- [Input material]:
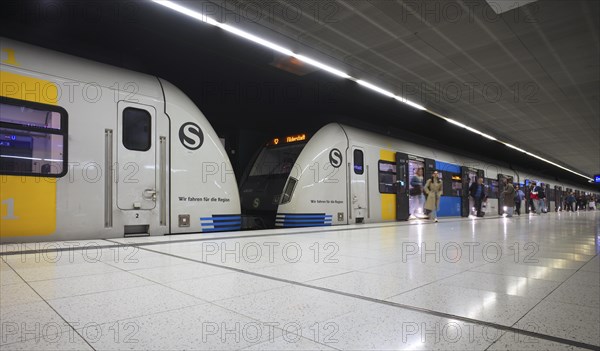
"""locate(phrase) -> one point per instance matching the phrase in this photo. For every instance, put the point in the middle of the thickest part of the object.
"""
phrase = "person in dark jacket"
(519, 196)
(509, 197)
(571, 202)
(477, 192)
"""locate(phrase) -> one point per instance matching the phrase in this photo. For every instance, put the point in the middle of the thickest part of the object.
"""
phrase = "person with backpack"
(570, 202)
(433, 189)
(416, 194)
(533, 196)
(519, 197)
(542, 198)
(477, 192)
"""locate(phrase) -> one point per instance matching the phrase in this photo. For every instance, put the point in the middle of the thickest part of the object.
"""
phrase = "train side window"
(289, 190)
(137, 129)
(359, 167)
(387, 177)
(33, 139)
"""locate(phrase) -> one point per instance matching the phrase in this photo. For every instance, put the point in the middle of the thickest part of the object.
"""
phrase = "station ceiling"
(527, 73)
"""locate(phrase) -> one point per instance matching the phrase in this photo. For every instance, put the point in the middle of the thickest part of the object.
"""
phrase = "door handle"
(149, 194)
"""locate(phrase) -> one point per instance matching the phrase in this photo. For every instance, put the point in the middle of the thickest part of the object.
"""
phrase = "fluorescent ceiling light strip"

- [Directions]: Collect every line of the data above that contains the word "ceiling", matching case exactly.

- [Reply]:
phrase = "station ceiling"
phrase = "fluorescent ceiling light strip"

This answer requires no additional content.